> **Given exercise**
Every line of the material is to be repeated exactly as it stands.

______________________________

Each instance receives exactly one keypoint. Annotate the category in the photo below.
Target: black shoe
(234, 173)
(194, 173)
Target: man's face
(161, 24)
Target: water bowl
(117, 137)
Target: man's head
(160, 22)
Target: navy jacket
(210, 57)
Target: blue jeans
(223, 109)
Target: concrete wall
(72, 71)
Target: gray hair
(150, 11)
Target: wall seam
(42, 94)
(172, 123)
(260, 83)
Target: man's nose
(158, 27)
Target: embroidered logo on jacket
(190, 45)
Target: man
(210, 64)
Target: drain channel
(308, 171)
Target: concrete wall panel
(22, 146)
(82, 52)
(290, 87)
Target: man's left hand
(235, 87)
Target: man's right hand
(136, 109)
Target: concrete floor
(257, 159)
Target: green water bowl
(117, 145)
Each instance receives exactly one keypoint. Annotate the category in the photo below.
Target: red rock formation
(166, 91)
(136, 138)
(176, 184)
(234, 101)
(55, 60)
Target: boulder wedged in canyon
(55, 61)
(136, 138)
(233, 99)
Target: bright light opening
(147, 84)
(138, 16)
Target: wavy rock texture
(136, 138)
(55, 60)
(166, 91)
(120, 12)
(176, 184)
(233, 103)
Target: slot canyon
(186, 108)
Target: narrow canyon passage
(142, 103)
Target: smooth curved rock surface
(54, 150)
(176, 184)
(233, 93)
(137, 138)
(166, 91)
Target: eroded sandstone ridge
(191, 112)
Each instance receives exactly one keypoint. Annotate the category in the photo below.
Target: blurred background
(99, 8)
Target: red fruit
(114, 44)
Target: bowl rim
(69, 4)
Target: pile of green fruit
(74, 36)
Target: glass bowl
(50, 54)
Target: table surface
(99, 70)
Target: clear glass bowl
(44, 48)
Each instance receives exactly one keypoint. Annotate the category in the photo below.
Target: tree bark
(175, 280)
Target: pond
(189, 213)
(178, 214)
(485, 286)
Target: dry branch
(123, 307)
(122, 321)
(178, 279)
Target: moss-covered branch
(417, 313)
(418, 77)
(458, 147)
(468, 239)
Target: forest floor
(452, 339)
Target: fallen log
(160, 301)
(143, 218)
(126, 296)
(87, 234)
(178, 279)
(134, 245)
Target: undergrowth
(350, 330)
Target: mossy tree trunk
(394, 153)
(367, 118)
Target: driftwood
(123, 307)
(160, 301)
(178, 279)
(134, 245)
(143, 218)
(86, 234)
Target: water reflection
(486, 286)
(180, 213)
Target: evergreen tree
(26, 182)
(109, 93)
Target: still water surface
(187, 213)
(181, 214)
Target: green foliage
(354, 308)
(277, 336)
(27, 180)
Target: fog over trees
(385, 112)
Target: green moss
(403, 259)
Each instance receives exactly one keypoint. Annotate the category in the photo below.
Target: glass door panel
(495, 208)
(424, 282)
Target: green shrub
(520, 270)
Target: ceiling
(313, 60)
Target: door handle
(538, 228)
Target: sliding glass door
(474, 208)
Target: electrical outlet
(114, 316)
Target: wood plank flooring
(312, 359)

______________________________

> **The response**
Each instance receives exactly one keypoint. Annotate the category in the photo below.
Target: black shoe
(234, 173)
(194, 173)
Target: man's face
(161, 24)
Target: water bowl
(117, 137)
Target: man's head
(160, 22)
Target: navy jacket
(210, 57)
Target: blue jeans
(223, 109)
Target: concrete wall
(72, 71)
Target: gray hair
(150, 11)
Target: wall seam
(42, 94)
(172, 123)
(260, 83)
Target: man's nose
(158, 27)
Target: embroidered logo on jacket
(190, 45)
Target: man
(210, 64)
Target: drain channel
(308, 171)
Target: concrete wall panel
(22, 146)
(82, 52)
(290, 87)
Target: man's left hand
(235, 87)
Target: man's right hand
(136, 109)
Target: concrete floor
(257, 159)
Target: green water bowl
(117, 145)
Each instance receives exactly one keypoint. Annotate the category in the photo below.
Target: red rock formation
(166, 91)
(136, 138)
(176, 184)
(234, 101)
(55, 60)
Target: boulder wedged in canyon
(55, 61)
(136, 138)
(233, 99)
Target: bright light opening
(147, 84)
(138, 16)
Target: wavy rock texture
(136, 138)
(55, 60)
(166, 91)
(120, 12)
(176, 184)
(233, 103)
Target: slot canyon
(186, 108)
Target: narrow canyon passage
(142, 103)
Target: smooth curved rock surface
(54, 150)
(176, 184)
(233, 93)
(137, 138)
(166, 91)
Target: eroded sandstone ridge
(191, 112)
Each instance receives exactly one keypoint. Annotate the category in the photo below.
Target: blurred background
(99, 8)
Target: red fruit
(114, 44)
Target: bowl rim
(69, 4)
Target: pile of green fruit
(74, 36)
Target: glass bowl
(50, 54)
Target: table surface
(99, 70)
Target: clear glass bowl
(44, 48)
Each instance receives exactly one keypoint. Annotate the category in the photo below.
Target: tree bark
(175, 280)
Target: pond
(189, 213)
(178, 214)
(485, 286)
Target: dry branch
(123, 307)
(122, 321)
(178, 279)
Target: moss-covered branch
(417, 313)
(418, 77)
(458, 147)
(468, 239)
Target: forest floor
(452, 339)
Target: fallen log
(160, 301)
(143, 218)
(126, 296)
(87, 234)
(178, 279)
(134, 245)
Target: undergrowth
(350, 330)
Target: mossy tree trunk
(394, 153)
(367, 118)
Target: driftwood
(123, 307)
(160, 301)
(178, 279)
(134, 245)
(143, 218)
(86, 234)
Target: water reflection
(486, 286)
(180, 213)
Target: evergreen tree
(26, 182)
(109, 93)
Target: still water surface
(187, 213)
(181, 214)
Target: green foliage
(354, 308)
(277, 336)
(27, 180)
Target: fog over trees
(385, 112)
Target: green moss
(403, 259)
Each instance receives exactly one keypoint. Annotate the category in the photo below.
Target: glass door panel
(495, 208)
(424, 282)
Target: green shrub
(520, 270)
Target: ceiling
(313, 60)
Target: door handle
(538, 228)
Target: sliding glass door
(474, 208)
Target: electrical outlet
(114, 316)
Target: wood plank flooring
(312, 359)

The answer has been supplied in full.